(Part of a data file)
^^^^^^^^

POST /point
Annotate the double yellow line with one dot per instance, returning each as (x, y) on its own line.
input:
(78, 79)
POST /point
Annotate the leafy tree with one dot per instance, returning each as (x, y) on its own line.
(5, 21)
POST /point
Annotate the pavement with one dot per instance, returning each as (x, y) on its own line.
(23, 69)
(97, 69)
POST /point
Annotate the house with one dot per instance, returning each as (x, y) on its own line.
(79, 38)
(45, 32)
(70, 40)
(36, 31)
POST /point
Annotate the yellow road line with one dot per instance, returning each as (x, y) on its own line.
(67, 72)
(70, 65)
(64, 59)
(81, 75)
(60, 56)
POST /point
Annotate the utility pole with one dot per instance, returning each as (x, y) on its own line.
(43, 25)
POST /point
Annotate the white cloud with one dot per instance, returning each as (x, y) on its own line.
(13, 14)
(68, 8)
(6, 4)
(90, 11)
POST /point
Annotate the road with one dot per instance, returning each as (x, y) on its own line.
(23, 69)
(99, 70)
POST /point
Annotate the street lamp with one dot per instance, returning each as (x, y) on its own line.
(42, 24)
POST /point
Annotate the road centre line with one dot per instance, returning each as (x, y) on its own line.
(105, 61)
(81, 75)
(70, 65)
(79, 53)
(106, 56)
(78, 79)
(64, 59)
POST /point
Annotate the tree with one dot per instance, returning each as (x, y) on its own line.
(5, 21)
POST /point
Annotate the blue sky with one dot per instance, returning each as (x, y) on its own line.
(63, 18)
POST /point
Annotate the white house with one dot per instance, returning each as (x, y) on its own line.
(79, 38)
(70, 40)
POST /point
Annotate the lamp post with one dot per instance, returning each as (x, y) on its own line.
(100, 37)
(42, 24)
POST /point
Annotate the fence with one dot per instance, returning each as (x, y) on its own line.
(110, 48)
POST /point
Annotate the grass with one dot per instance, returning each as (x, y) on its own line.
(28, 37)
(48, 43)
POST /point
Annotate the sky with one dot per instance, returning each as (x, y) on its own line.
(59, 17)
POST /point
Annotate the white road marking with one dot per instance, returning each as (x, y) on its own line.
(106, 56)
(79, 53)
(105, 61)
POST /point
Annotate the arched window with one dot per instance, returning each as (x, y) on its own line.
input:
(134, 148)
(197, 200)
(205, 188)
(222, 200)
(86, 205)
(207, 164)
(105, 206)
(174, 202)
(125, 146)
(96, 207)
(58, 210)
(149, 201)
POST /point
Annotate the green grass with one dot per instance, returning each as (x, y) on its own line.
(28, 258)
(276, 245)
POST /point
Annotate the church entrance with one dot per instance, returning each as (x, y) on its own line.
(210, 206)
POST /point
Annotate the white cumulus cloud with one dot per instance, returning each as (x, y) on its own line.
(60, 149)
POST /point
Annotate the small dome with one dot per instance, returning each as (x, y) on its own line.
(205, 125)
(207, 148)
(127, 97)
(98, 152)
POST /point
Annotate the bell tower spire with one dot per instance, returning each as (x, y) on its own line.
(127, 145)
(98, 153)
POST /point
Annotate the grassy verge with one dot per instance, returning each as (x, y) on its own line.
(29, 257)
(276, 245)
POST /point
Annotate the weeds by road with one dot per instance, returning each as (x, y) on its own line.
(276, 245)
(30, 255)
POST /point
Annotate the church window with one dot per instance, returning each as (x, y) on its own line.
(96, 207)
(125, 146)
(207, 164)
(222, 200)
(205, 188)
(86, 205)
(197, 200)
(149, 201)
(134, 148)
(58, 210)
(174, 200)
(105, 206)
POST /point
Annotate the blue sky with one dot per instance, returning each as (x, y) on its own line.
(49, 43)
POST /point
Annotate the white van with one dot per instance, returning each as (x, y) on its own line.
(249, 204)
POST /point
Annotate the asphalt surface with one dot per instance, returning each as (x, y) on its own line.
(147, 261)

^^^^^^^^

**What you have to do:** Every record above must be duplicated exactly.

**Written response:**
POST /point
Annotate the double yellow line with one dot per instance, returning each as (x, y) on its own line.
input:
(78, 79)
POST /point
Annotate the leafy tree with one dot per instance, returning each as (x, y) on its own line.
(5, 21)
POST /point
Annotate the pavement with one dot per instance, returning each as (x, y) on its own line.
(23, 69)
(97, 69)
POST /point
Annotate the house with one dot per instance, returning each as (x, y) on its own line.
(79, 38)
(45, 32)
(70, 40)
(36, 31)
POST /point
Annotate the yellow road line with one dot per instance, returning each as (x, y) on its own line.
(67, 72)
(70, 65)
(64, 59)
(81, 75)
(60, 56)
POST /point
Annotate the utility pole with one dot per instance, returning each as (x, y) on its own line.
(43, 25)
POST /point
Annotate the white cloud with one dot per instance, returning each as (x, y) on its own line.
(13, 14)
(68, 8)
(6, 4)
(90, 11)
POST /point
Annotate the road with one dot per instance, returning each as (x, y) on its own line.
(23, 69)
(99, 70)
POST /point
Annotate the street lamp with one dot per instance, returning each as (x, y) on its own line.
(42, 24)
POST /point
Annotate the road centre line with one dot per instance, returning each as (x, y) on its own line.
(105, 61)
(81, 75)
(70, 65)
(79, 53)
(106, 56)
(78, 79)
(64, 59)
POST /point
Annotate the tree with one dot per instance, returning each as (x, y) on its own line.
(5, 21)
POST /point
Annotate the blue sky with one dot per instance, returning each as (x, y) on its own line.
(63, 18)
POST /point
Annotate the white house with one dot per instance, returning each as (x, y) on its own line.
(79, 38)
(70, 40)
POST /point
Annotate the lamp post with one dot per instance, returning each as (x, y) on its own line.
(100, 37)
(42, 24)
POST /point
Annotate the fence with one dot per instance, returning each as (x, y) on its own line.
(110, 48)
POST /point
Annotate the grass with one dot per instance, returning each as (x, y) on its own line.
(28, 37)
(48, 43)
POST /point
Annotate the sky with one dot per instance, returning each as (x, y) on its own line.
(59, 17)
POST /point
Annotate the white road marking with one dot per instance, returning each as (x, y) on its own line.
(106, 56)
(79, 53)
(105, 61)
POST /point
Annotate the arched window with one dot per instance, returning each as (x, y) on its own line.
input:
(134, 148)
(197, 200)
(205, 188)
(222, 200)
(86, 205)
(207, 164)
(105, 206)
(174, 202)
(125, 146)
(96, 207)
(58, 210)
(149, 201)
POST /point
Annotate the green grass with one dot per instance, returning each as (x, y) on its own line.
(28, 258)
(276, 245)
POST /point
Annotate the church entrance with one dot per instance, returning each as (x, y) on its own line.
(210, 206)
POST /point
Annotate the white cumulus cloud with one dot per instance, returning each as (x, y) on its own line.
(60, 149)
POST /point
Annotate the small dome with one dot per instance, returning each as (x, y) on its own line.
(205, 125)
(207, 148)
(127, 97)
(98, 152)
POST /point
Annotate the bell tower spire with one dot per instance, returning each as (x, y) on its own line.
(127, 145)
(98, 153)
POST /point
Annotate the grassy verge with one dot per instance, returning each as (x, y) on its own line.
(29, 257)
(276, 245)
POST /point
Annotate the weeds by road with one dot per instance, returning each as (x, y) on its own line.
(276, 245)
(30, 255)
POST /point
Annotate the church window with one dot per instance, returning each as (x, y) on its own line.
(96, 207)
(125, 146)
(207, 164)
(222, 200)
(205, 188)
(86, 205)
(197, 200)
(149, 201)
(134, 148)
(58, 210)
(174, 200)
(105, 206)
POST /point
Annotate the blue sky with one dot per instance, returning each as (x, y) on its own line.
(49, 43)
POST /point
Annotate the white van with one dot per instance, returning each as (x, y) on its own line.
(249, 204)
POST /point
Annotate the asphalt surface with one dot per instance, returning each as (x, y) on its own line.
(147, 261)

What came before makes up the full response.